== REQUIRED WORK ==
Set down the part of the honey bee text that runs from "Yes, the queen" down to "from the hive.", copying it word for word.

Do Honey Bees Poop?

Updated: 12th February 2021

The short answer is:
Yes, honey bees poop, and the activity of bees pooping has been observed by scientists, beekeepers and nature watchers for a variety of bee species. 

As with humans and other creatures, the act of defecating (releasing poop from the body) is important for bees, because it's a valuable bodily function for expelling undigested food wastage from the body.

Where do honey bees poop?

Adult worker honey bees are hygienic, and poop outside the hive .  Even in winter when worker bees cannot leave the nest or hive to forage, worker honey bees hold on to their poop, and take what is known as ‘cleansing flights’ when they can.  These are short flights (winter weather permitting) when they leave the hive in order to poop.

Does the queen honey bee also poop?
Yes, the queen also poops, although her poop is cleaned out of the hive by the workers.

honey bee foraging on white heather flower

What does honey bee poop look like?

Healthy honey bee poop is yellow in color, and is somewhat sticky.  It might appear as yellow droplets, a sausage shape or 'splat'.

Beekeepers who recognize bee poop may see it on their windowsill, garden furniture or car.  People who live close to a regular honey bee flight path may also see bee poop (although they may not know what it is).   In cooler weather, honey bee workers may poop on the beehive itself, since they are less likely to fly far from the hive.

Collected data entries
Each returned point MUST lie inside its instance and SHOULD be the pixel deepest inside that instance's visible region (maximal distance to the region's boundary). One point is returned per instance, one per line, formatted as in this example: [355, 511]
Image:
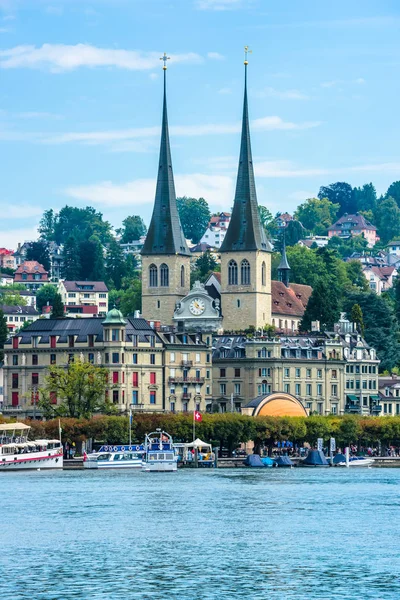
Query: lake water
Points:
[299, 534]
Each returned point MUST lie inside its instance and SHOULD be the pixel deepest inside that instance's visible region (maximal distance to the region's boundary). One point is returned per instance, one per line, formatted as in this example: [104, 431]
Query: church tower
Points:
[245, 251]
[165, 255]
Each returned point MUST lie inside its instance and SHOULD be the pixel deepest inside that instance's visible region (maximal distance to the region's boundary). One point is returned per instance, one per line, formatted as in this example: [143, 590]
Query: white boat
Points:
[357, 461]
[115, 457]
[160, 454]
[17, 452]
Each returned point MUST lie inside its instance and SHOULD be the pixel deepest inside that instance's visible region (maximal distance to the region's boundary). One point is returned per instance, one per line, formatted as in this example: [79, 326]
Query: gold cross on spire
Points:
[164, 58]
[246, 52]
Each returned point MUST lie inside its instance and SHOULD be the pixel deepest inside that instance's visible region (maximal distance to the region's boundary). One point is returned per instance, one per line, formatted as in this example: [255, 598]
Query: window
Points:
[164, 275]
[153, 276]
[182, 276]
[245, 272]
[263, 279]
[232, 273]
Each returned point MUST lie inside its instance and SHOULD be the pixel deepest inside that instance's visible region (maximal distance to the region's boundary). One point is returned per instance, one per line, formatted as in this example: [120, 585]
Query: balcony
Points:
[186, 379]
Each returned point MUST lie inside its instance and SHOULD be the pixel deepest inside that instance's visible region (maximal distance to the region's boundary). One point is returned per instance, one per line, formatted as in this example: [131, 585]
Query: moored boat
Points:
[17, 452]
[160, 454]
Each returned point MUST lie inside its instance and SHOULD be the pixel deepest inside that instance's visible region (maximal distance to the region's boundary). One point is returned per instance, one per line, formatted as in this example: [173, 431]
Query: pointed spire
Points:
[245, 231]
[284, 268]
[165, 235]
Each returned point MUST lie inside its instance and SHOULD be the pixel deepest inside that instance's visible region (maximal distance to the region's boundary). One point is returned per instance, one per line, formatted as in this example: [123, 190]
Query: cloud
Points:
[215, 56]
[220, 4]
[60, 57]
[270, 92]
[218, 189]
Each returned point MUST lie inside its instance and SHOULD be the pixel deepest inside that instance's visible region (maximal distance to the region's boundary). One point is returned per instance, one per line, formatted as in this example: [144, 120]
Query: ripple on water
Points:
[276, 534]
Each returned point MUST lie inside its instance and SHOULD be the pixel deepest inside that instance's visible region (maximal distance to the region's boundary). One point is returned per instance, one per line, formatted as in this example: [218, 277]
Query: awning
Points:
[353, 398]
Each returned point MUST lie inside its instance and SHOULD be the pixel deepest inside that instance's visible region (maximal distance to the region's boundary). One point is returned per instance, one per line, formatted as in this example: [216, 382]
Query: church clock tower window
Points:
[153, 276]
[245, 272]
[164, 275]
[232, 273]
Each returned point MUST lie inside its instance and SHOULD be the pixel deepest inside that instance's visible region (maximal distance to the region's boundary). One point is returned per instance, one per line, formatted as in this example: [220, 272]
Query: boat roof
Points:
[13, 426]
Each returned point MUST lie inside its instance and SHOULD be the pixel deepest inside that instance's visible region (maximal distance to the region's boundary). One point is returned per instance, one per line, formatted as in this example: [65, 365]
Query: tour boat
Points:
[16, 452]
[160, 454]
[115, 457]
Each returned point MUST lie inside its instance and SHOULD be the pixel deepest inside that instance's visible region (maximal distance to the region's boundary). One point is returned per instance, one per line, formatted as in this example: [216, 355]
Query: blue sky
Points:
[81, 92]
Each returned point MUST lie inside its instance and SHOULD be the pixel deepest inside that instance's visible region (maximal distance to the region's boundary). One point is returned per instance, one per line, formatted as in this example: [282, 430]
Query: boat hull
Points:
[32, 461]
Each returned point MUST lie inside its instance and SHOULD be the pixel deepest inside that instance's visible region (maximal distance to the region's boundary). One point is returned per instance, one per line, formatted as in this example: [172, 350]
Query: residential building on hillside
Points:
[330, 373]
[7, 260]
[380, 279]
[84, 298]
[32, 274]
[350, 225]
[149, 371]
[16, 316]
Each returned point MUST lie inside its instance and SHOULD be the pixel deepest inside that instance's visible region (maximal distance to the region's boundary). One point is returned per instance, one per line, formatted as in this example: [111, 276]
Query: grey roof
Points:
[18, 310]
[245, 231]
[76, 286]
[165, 235]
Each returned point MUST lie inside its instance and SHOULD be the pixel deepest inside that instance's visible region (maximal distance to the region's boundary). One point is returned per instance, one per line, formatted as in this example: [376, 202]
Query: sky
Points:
[81, 100]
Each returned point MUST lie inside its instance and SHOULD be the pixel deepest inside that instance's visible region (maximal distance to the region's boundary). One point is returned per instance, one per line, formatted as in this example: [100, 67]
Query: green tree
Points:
[323, 306]
[39, 251]
[71, 260]
[340, 193]
[194, 214]
[387, 216]
[394, 192]
[365, 197]
[357, 318]
[316, 215]
[80, 388]
[133, 228]
[45, 295]
[115, 264]
[57, 310]
[4, 333]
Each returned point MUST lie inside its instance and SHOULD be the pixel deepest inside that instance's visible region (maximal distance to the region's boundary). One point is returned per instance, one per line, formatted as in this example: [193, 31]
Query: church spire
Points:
[165, 235]
[245, 231]
[284, 268]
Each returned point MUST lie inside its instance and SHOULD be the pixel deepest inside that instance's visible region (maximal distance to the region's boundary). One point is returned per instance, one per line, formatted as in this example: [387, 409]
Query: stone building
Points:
[149, 371]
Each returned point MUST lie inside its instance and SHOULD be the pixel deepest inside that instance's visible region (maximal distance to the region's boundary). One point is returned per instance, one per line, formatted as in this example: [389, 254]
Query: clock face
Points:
[197, 306]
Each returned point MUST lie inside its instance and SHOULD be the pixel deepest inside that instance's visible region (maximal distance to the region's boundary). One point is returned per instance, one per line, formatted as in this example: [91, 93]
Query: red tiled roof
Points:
[289, 301]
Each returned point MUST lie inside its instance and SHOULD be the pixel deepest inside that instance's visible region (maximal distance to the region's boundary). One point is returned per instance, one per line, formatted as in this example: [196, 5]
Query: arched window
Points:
[182, 276]
[164, 275]
[232, 273]
[153, 276]
[245, 272]
[263, 274]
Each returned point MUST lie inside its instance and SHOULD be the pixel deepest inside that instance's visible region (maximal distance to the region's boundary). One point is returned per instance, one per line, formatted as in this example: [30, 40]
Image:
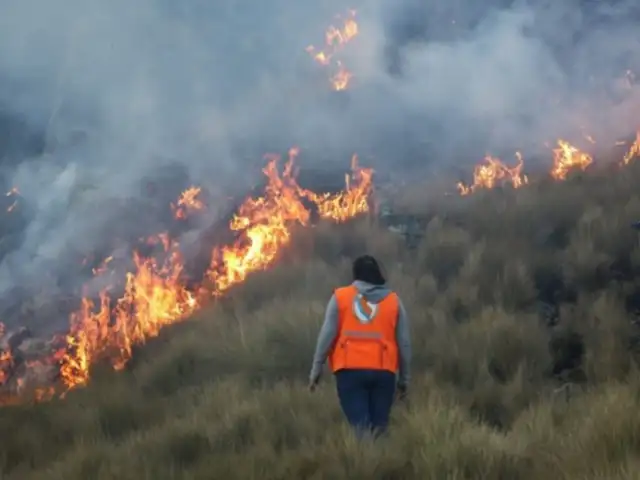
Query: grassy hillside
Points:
[523, 315]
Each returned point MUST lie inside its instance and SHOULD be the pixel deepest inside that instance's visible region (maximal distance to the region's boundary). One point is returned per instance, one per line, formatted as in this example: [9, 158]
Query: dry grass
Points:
[500, 391]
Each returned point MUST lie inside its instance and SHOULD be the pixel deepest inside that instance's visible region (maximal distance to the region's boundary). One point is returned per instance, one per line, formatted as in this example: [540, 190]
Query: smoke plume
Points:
[97, 99]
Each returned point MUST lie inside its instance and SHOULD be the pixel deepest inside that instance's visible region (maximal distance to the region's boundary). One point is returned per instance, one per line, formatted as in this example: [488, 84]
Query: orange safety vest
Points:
[366, 332]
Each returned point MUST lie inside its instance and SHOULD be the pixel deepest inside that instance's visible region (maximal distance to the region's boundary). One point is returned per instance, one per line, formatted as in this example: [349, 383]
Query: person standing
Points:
[365, 336]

== TASK OUTPUT ==
Yes, the queen also poops, although her poop is cleaned out of the hive by the workers.

honey bee foraging on white heather flower

What does honey bee poop look like?

Healthy honey bee poop is yellow in color, and is somewhat sticky.  It might appear as yellow droplets, a sausage shape or 'splat'.

Beekeepers who recognize bee poop may see it on their windowsill, garden furniture or car.  People who live close to a regular honey bee flight path may also see bee poop (although they may not know what it is).   In cooler weather, honey bee workers may poop on the beehive itself, since they are less likely to fly far from the hive.